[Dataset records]
|---|
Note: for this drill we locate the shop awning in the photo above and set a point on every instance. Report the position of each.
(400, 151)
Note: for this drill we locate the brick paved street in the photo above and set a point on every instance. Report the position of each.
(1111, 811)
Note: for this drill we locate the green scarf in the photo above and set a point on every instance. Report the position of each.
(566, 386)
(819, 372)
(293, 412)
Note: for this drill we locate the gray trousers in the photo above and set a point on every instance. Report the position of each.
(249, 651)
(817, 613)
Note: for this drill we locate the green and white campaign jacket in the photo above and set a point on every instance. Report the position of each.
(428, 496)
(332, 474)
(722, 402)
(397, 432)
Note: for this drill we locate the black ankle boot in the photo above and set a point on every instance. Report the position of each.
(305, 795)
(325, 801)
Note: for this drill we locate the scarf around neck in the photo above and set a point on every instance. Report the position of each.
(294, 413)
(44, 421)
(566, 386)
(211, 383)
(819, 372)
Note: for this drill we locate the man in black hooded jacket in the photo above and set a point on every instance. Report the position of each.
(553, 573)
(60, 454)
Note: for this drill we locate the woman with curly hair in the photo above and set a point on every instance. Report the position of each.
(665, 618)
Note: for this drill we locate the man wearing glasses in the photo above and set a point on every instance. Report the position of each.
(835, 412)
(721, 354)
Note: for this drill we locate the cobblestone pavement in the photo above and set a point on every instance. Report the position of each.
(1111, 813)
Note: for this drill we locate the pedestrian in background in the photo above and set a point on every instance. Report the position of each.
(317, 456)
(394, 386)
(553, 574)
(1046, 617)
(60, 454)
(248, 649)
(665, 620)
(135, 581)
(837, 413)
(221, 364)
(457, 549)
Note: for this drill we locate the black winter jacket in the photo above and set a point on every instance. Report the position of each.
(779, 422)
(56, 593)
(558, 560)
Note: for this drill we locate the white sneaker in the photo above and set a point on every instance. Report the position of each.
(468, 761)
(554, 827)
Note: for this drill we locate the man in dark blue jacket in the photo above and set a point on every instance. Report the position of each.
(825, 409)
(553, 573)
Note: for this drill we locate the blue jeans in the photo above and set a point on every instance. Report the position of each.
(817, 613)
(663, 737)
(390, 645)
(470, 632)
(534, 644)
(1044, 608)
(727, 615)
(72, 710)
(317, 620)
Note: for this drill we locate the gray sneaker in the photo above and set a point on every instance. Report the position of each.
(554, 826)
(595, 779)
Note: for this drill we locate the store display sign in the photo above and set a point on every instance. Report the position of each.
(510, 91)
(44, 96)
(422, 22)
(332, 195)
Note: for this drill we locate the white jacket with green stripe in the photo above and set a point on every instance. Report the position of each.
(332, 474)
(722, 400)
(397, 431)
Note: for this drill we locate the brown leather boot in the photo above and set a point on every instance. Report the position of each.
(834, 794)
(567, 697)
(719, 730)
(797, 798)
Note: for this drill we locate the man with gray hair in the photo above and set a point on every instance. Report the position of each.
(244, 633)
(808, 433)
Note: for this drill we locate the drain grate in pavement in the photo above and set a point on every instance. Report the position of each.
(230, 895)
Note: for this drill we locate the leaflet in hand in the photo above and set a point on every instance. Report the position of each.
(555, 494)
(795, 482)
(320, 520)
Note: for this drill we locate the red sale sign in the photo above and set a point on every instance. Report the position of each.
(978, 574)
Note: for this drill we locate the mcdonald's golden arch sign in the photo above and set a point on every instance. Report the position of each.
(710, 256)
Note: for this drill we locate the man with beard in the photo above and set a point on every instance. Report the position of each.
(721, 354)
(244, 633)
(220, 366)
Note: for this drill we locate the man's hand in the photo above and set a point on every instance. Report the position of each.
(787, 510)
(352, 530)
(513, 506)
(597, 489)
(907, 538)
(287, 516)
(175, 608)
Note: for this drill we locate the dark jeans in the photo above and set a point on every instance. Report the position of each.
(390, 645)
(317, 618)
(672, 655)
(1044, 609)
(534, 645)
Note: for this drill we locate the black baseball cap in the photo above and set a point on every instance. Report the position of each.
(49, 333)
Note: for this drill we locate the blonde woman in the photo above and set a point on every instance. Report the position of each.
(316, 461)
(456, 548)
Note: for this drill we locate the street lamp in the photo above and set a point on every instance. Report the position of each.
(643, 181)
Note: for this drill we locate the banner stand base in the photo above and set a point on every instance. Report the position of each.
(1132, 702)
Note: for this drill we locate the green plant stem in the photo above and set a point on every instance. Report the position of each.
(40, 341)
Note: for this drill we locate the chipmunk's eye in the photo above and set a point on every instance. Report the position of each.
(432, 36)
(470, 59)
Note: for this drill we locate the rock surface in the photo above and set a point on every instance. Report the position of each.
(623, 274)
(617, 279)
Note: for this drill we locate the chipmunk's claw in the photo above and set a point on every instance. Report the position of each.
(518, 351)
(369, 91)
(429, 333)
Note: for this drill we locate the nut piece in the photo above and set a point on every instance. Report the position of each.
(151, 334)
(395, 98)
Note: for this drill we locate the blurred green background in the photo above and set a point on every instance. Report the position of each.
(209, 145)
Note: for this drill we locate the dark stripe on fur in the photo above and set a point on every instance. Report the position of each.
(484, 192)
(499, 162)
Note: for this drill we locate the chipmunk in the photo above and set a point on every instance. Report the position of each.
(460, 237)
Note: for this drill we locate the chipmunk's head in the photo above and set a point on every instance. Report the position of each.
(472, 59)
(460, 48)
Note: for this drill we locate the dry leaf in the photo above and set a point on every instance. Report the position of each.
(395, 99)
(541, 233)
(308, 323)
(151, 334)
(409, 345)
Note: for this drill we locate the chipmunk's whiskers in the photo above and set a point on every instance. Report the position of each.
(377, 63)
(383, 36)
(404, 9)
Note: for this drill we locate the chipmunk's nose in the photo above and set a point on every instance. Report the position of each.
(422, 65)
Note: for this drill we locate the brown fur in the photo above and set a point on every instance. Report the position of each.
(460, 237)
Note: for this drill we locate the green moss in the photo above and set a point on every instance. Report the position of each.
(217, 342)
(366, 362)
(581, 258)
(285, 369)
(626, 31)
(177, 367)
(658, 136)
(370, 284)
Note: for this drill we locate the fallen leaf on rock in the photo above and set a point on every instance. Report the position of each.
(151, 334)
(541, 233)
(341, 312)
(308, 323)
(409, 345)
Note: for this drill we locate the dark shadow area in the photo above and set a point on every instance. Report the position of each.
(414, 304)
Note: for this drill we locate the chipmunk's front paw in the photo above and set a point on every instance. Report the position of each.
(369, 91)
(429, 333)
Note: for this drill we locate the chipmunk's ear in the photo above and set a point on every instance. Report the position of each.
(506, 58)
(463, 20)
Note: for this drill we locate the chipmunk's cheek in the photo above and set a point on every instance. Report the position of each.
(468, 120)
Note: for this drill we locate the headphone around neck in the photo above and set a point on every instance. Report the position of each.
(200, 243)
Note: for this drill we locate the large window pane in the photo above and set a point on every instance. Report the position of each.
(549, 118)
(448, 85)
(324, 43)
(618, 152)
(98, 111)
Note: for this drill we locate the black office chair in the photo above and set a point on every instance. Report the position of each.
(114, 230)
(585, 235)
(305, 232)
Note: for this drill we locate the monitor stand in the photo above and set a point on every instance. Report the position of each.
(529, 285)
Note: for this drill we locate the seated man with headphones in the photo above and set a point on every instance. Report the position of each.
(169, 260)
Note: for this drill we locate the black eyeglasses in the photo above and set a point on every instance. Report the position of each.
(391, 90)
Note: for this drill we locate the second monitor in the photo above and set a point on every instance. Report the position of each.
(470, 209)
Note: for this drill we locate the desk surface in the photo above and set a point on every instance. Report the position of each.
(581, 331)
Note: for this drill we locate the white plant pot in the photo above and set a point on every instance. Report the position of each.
|---|
◆ PROBLEM TO WORK ON
Please reproduce every line of the listing above, word for word and in the same order.

◆ COMPLETED EXERCISE
Note: for this drill we locate the shop awning in the photo above and set a point on every instance. Report the position of each.
(400, 151)
Note: for this drill we locate the brick paved street in the photo above and set a point on every instance. Report the position of each.
(1111, 811)
Note: for this drill we locate the green scarf in the photo above and set a point on every instance. Report the position of each.
(566, 386)
(819, 372)
(293, 412)
Note: for this drill we locate the gray trousers in the photo above and set a point on every instance. Report the position of each.
(249, 651)
(817, 613)
Note: for this drill we locate the green and white campaign jacket in the photo above and set a point on every instance. Report the position of each.
(428, 496)
(332, 474)
(722, 402)
(397, 432)
Note: for this drill we locate the black ankle boot in the photo above and set a point on every instance. Report the position of each.
(305, 795)
(325, 801)
Note: for this drill we locate the scarf around neck in the photo above and set a point on every instance. Report the position of each.
(294, 413)
(44, 421)
(566, 386)
(211, 383)
(819, 372)
Note: for this drill we locate the man in black hooded jacket in the photo above and set a point on every instance. Report the position of each.
(553, 573)
(60, 454)
Note: for this drill we locate the woman with curly hair in the photo above and set a point on every instance. Report the position of each.
(665, 618)
Note: for this drill we locate the man wearing glasses in the photo above and set a point on every instance. Report the position of each.
(835, 412)
(721, 354)
Note: for this drill we locate the cobblestone pavement in the photo above and set a point on every instance. Report the position of each.
(1111, 813)
Note: for this drill we locate the pedestrian in background in the photo above and set a point on every instance. Report the position of each.
(317, 456)
(394, 386)
(553, 574)
(1046, 617)
(60, 454)
(248, 649)
(665, 620)
(135, 581)
(837, 413)
(221, 364)
(457, 549)
Note: for this drill we locate the black winter jacket in the photo above and set a point on every instance. Report the position of each.
(779, 422)
(56, 593)
(558, 560)
Note: for this drill we locate the white sneaker in the photo above and set a point on every instance. Report the position of each.
(468, 761)
(554, 827)
Note: for this drill we locate the man in dark blue jacket in the photo above and set a point on every instance. Report the position of each.
(825, 409)
(553, 573)
Note: for this drill we locate the blue jeans in the photo above and set a point on every instance. Report the position of each.
(817, 613)
(663, 737)
(390, 645)
(470, 632)
(534, 644)
(1044, 608)
(727, 615)
(72, 710)
(317, 620)
Note: for this drill we locate the gray sneaker in the photo above and set a point on every instance. Report the position of each.
(554, 826)
(595, 779)
Note: for this drill we locate the store display sign in the photo above and set a point on every instance. Report the position of each.
(510, 91)
(44, 96)
(422, 22)
(332, 195)
Note: for this drill we locate the white jacket with green stripe in the photo above and set a point on every instance. Report the position of each.
(332, 474)
(722, 400)
(397, 431)
Note: for this drill we locate the brown leather boot in the photo above and set a point on every instance. Report the position of each.
(834, 794)
(567, 697)
(719, 730)
(797, 798)
Note: for this drill we locate the man with gray hair in the photo above and set a point on every instance. Report the position of each.
(244, 633)
(808, 433)
Note: for this drill we locate the drain grate in pavement in the photo above and set a point on every instance. Report the position of each.
(230, 895)
Note: for this drill we locate the leaflet in hand in the photo above and set a point on every instance. Report the position of each.
(555, 494)
(795, 482)
(320, 520)
Note: for this drill we locate the red sale sign in the photo above and set a point on every instance. Report the position of each.
(978, 574)
Note: for this drill we locate the mcdonald's golden arch sign in the photo above and set a point on every instance. Report the position of each.
(710, 256)
Note: for this drill we locate the man with beard in the photo above and set a point on every instance. Report the position of each.
(721, 354)
(244, 633)
(220, 366)
Note: for this drill we locate the man's hand in the photo above and set a point on every instance. Report the position of each.
(787, 510)
(352, 530)
(513, 506)
(597, 489)
(907, 538)
(287, 516)
(175, 608)
Note: for this drill we locate the dark jeans in the photo above and set a point on every instance. Report the position of each.
(390, 645)
(317, 618)
(672, 655)
(1044, 609)
(534, 645)
Note: for this drill we locate the black baseball cap in the photo above and set a point on every instance. Report the position of each.
(49, 333)
Note: for this drill we locate the blonde woman in the photo above and set a point on every instance. Report the position of each.
(316, 461)
(456, 548)
Note: for this drill we locate the street lamp in the photo above and set a point on every instance. Report the position of each.
(643, 181)
Note: for this drill we locate the banner stand base in the photo above and set a point on every instance. Report the position of each.
(1132, 702)
Note: for this drill we locate the green plant stem in the photo above and set a point on every instance. Report the position of each.
(40, 341)
Note: for this drill we locate the chipmunk's eye in the photo above and set a point on every instance. Report the position of each.
(432, 36)
(470, 59)
Note: for this drill we locate the rock surface in the photo above and set a point on every instance. Report the position of each.
(623, 274)
(617, 279)
Note: for this drill we locate the chipmunk's claw in the photo above and set a point on every instance. Report the position of each.
(518, 351)
(369, 91)
(429, 333)
Note: for this drill we locate the nut piece in the photo above and set a point on every instance. Report the position of each.
(151, 334)
(395, 98)
Note: for this drill we locate the blurred green background in the photo above and set a point on every instance. Report the position of each.
(209, 145)
Note: for this drill we locate the dark stripe on fur in the photo above and set a point on every instance. Report the position of each.
(484, 192)
(499, 162)
Note: for this drill we locate the chipmunk in the photo above and set a point on every instance. Report the position of each.
(460, 237)
Note: for this drill we locate the chipmunk's head in the photo above and set a point on every instance. Report the position of each.
(472, 59)
(460, 48)
Note: for this drill we locate the dry leaf in the photo above and set a point on every instance. Report the position of each.
(395, 99)
(541, 233)
(308, 323)
(151, 334)
(409, 345)
Note: for this drill we locate the chipmunk's whiskers in the photo above and set a point on every instance. Report the position of each.
(377, 63)
(383, 36)
(404, 9)
Note: for this drill we locate the chipmunk's nose in the photo above and set a point on every instance. Report the position of each.
(422, 65)
Note: for this drill we locate the brown fur in the photo above and set a point on every instance. Report the position of each.
(460, 237)
Note: for this drill we locate the green moss in the photo above and set a point on every instance. Report the position of each.
(217, 342)
(366, 362)
(581, 258)
(285, 369)
(626, 31)
(177, 367)
(658, 136)
(370, 284)
Note: for this drill we locate the fallen leaf on rock in the photo above and set a point on every instance. Report the position of each.
(151, 334)
(541, 233)
(341, 312)
(308, 323)
(409, 345)
Note: for this drill we locate the dark shadow area in the photo above and set a point on every instance. Report the position of each.
(414, 304)
Note: for this drill we locate the chipmunk's front paw in the photo above and set a point on every instance. Report the position of each.
(369, 91)
(429, 333)
Note: for this drill we locate the chipmunk's ear in the photo above and set a point on every instance. Report the position of each.
(506, 58)
(463, 20)
Note: for this drill we locate the chipmunk's cheek in the photo above and set a point on every instance. Report the position of each.
(468, 120)
Note: for this drill we locate the headphone around neck in the photo above and set a point on every instance. Report the position of each.
(200, 243)
Note: for this drill we locate the large window pane in the photo above and set a point on every instance. Report the position of each.
(549, 118)
(448, 85)
(324, 43)
(618, 152)
(98, 111)
Note: for this drill we locate the black office chair in the photo above and set a point on every instance. Report the position of each.
(114, 230)
(585, 235)
(305, 232)
Note: for this drill we locate the monitor stand in the photo above and set a point on every instance. Report the position of each.
(529, 285)
Note: for this drill we locate the seated man with headphones in the photo above and set a point on every instance. Report the position of each.
(169, 260)
Note: for this drill we locate the black eyeglasses in the photo above and set a point on every instance. Report the position of each.
(391, 90)
Note: for this drill we locate the second monitor in the photo above and set a point on every instance. Report the position of each.
(470, 209)
Note: for this drill we locate the desk surface in the photo above and set a point on every instance. Report the position of each.
(581, 331)
Note: for this drill we locate the white plant pot in the photo above and set a point on every instance. Report the position of each.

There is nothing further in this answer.